### ACTIVITY
A faithful transcription of all lines below is the expected answer.

[[ GIVEN DATA, beginning ]]

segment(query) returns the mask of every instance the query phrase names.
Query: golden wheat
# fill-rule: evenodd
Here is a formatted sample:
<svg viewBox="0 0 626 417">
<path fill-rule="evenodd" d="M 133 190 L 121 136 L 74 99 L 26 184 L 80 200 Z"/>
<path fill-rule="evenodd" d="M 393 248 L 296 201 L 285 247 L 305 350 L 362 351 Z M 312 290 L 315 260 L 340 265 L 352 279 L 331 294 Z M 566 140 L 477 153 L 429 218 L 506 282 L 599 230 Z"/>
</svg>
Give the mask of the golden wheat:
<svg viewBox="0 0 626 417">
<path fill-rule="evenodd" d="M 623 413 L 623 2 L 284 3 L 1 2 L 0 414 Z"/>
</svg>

[[ GIVEN DATA, end ]]

### OUTPUT OF THE TASK
segment(query) returns the mask of every instance the query phrase names.
Query: golden wheat
# fill-rule: evenodd
Here is a formatted sample:
<svg viewBox="0 0 626 417">
<path fill-rule="evenodd" d="M 133 190 L 121 136 L 74 99 L 26 184 L 80 200 Z"/>
<path fill-rule="evenodd" d="M 393 248 L 296 201 L 285 247 L 305 350 L 362 351 Z M 312 290 L 315 260 L 340 265 L 352 279 L 331 294 Z M 566 140 L 477 153 L 429 218 L 506 282 L 599 230 Z"/>
</svg>
Give the mask of the golden wheat:
<svg viewBox="0 0 626 417">
<path fill-rule="evenodd" d="M 623 413 L 623 2 L 284 3 L 1 2 L 0 414 Z"/>
</svg>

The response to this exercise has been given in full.